##### Exercise data #####

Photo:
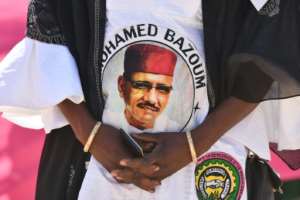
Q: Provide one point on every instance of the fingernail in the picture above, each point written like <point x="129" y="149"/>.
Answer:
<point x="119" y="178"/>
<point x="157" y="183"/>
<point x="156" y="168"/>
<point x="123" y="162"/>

#####

Exercise directions
The expected output is each entry given again word for word, with pictures dropped.

Your response
Photo:
Q: Provide one point on every instance of the fingernail in the picture above, each point written like <point x="129" y="149"/>.
Answer:
<point x="119" y="178"/>
<point x="157" y="183"/>
<point x="156" y="168"/>
<point x="123" y="162"/>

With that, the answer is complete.